ACTIVITY:
According to the passage about the CTRL text generator, what kind of label would material drawn from a contract receive during training?

Putting Text Generators on a Leash
Despite dramatic recent progress, natural language generation remains an iffy proposition. Even users of the muscular GPT-2 text generator have to press the button a number of times to get sensible output. But researchers are figuring out how to exert greater control over generated text.
What’s new: Pre-trained text generators generally require fine-tuning for a specific sort of output. A team at Salesforce developed a model aptly named CTRL that lets users determine the output genre, from news story to horror script, without further training.
Key insight: The model is guided by control codes, human-written text tags that describe a desired output genre — including, yes, jokes. The model learns relationships between a given code and the intended style and content.
How it works: CTRL, like the state-of-the-art language model BERT, is a modified transformer network trained in an unsupervised fashion on large-scale text corpora. Its training data include Wikipedia, Reddit, and Project Gutenberg’s library of digitized books.
- CTRL predicts the next word in a sequence based on learned relationships among words.
- During training, each input sequence comes with a control code. For example, material drawn from a contract would be coded Legal.
- During generation, one of these codes directs the model to produce text similar to the associated subset of the training data.

INFORMATION:
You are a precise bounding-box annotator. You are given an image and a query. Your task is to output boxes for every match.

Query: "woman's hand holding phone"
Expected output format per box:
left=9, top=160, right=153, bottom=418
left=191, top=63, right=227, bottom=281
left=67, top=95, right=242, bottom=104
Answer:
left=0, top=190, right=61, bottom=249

EXERCISE RESPONSE:
It would be given the control code Legal.